→ **Set exercise**: Locate each line of the listing below that contains the word "tree" and copy those lines. Letter case counts.

→ **Entries taken from a collection**:
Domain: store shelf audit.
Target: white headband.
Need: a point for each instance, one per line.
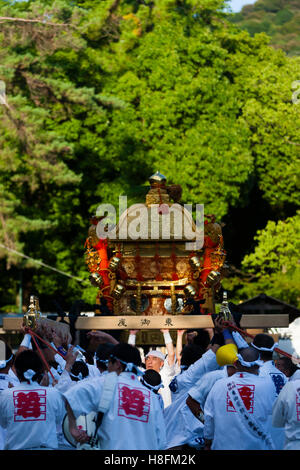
(156, 353)
(258, 362)
(79, 376)
(152, 387)
(28, 374)
(265, 349)
(5, 362)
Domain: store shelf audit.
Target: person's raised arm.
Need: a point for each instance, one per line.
(179, 342)
(169, 346)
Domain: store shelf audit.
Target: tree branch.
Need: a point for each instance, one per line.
(27, 20)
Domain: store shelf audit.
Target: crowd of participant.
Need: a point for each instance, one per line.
(189, 398)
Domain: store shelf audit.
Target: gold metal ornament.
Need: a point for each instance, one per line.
(225, 312)
(195, 262)
(118, 291)
(213, 278)
(114, 263)
(96, 279)
(189, 290)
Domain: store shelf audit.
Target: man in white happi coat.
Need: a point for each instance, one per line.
(183, 427)
(286, 414)
(237, 408)
(134, 419)
(161, 363)
(6, 361)
(30, 412)
(265, 345)
(289, 367)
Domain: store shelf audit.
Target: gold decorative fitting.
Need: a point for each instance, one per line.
(213, 278)
(157, 178)
(96, 279)
(195, 262)
(118, 291)
(114, 263)
(30, 317)
(189, 290)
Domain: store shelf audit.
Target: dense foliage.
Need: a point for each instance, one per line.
(279, 19)
(99, 95)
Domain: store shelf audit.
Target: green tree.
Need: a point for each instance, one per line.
(101, 95)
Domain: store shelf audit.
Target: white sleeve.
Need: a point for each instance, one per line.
(64, 382)
(280, 407)
(84, 397)
(160, 428)
(203, 386)
(208, 431)
(3, 404)
(188, 378)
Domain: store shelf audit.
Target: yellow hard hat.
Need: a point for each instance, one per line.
(227, 355)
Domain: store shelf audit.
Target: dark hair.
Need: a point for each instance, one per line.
(77, 368)
(190, 354)
(126, 353)
(102, 354)
(152, 377)
(29, 359)
(202, 338)
(288, 364)
(264, 341)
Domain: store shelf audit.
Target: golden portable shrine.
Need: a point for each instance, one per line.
(149, 278)
(150, 284)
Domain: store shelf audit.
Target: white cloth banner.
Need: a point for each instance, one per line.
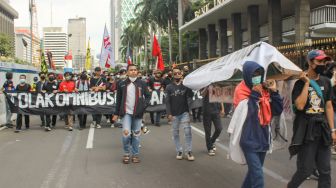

→ **Written answer**:
Target: tree branch.
Target: green tree.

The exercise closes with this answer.